• _BRIEF_: From the line containing "x=166 y=282" through the last line of the records below, output every line exactly as it appears, but leave out the pictures.

--- START ---

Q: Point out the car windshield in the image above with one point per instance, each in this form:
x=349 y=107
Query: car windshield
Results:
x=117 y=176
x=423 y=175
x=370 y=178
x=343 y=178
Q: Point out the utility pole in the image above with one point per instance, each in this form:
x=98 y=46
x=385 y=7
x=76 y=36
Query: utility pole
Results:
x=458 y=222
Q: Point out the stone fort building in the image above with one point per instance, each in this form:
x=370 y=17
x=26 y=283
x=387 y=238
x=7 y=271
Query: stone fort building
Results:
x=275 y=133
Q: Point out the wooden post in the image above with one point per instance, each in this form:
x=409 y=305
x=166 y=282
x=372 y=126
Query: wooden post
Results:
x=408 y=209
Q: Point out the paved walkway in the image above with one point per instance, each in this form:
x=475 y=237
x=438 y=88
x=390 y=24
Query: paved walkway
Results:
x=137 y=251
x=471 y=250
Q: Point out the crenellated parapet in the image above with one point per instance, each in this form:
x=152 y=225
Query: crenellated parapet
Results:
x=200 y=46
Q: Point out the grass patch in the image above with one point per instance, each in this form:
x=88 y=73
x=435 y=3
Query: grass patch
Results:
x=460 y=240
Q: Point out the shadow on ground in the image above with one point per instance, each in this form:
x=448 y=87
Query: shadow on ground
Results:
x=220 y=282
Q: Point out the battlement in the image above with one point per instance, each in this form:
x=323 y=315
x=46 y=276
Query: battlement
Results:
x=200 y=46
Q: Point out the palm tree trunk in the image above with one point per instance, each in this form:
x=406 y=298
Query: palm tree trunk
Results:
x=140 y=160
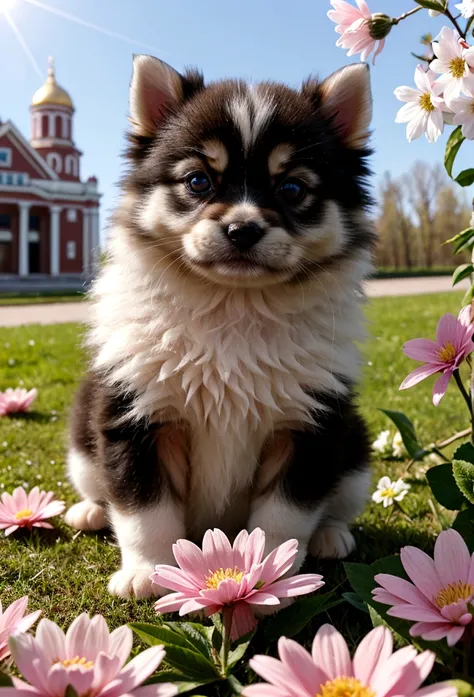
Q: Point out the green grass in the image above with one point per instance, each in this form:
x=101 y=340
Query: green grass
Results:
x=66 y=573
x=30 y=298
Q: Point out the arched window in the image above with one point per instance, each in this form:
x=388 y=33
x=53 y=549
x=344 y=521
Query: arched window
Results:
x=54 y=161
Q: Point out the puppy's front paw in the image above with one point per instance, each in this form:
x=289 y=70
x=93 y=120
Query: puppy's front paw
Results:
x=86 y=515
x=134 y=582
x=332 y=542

--- END ---

• _RESULT_:
x=166 y=282
x=372 y=126
Query: wooden post
Results:
x=408 y=209
Q: Point out the paved walkway in the image above with one point per instance, each in this form:
x=475 y=237
x=438 y=88
x=390 y=24
Query: paved walkway
Results:
x=137 y=251
x=471 y=250
Q: Point out the crenellated parapet in the image above with one point per instance, each in this form:
x=152 y=225
Query: crenellated parapet
Results:
x=200 y=46
Q: Point out the grass patch in the image above with one point per instance, each in this form:
x=88 y=73
x=435 y=3
Query: grass patch
Results:
x=460 y=240
Q: Point out the shadow on ground in the image above with one point per instance, each in this form:
x=448 y=87
Query: shadow on ground
Results:
x=220 y=282
Q: Point out the battlement in the image above with one point per instance, each in this form:
x=323 y=315
x=46 y=276
Query: battlement
Results:
x=200 y=46
Q: Point out the palm tree trunk in the image above with one point per instance, each in this form:
x=406 y=298
Query: palm tree trunk
Results:
x=140 y=160
Q: Point out the green grass in the image above with one point per instance, each in this form:
x=101 y=340
Query: green grass
Results:
x=66 y=573
x=30 y=298
Q: Point out the arched window in the image above with one point per instance, each in this form:
x=388 y=33
x=53 y=549
x=344 y=521
Query: arched window
Results:
x=54 y=161
Q: Point out the puppy's front paw in the image above with one point per instance, each in this form:
x=289 y=70
x=93 y=120
Query: puppy's front paw
Results:
x=86 y=515
x=134 y=582
x=332 y=542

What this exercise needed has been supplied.